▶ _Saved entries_

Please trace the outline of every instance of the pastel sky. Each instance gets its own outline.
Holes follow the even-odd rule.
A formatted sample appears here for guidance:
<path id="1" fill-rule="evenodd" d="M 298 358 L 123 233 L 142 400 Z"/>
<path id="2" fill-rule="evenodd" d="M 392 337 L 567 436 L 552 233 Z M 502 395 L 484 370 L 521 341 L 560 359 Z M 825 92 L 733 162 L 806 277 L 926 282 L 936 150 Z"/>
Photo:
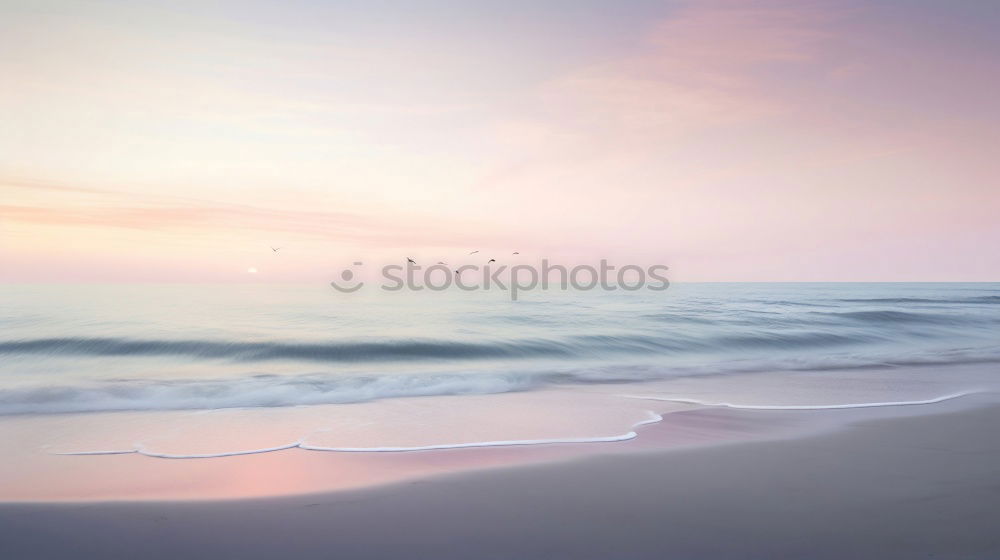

▶ _AIM OF THE TASK_
Please return every record above exactly, but leave out the pictures.

▶ _RESPONSE FOR THIS EXERCISE_
Please trace the outline of every instance of the pastel sky. Each instance gets its own outline.
Holes follow the even-odd rule.
A formatted sample appears here for guidance:
<path id="1" fill-rule="evenodd" d="M 298 358 L 123 233 L 142 400 Z"/>
<path id="2" fill-rule="evenodd" d="M 392 337 L 567 436 L 552 233 Z M 502 395 L 484 370 L 521 341 L 560 359 Z M 825 92 L 733 162 L 806 277 L 926 282 L 936 150 Z"/>
Photo:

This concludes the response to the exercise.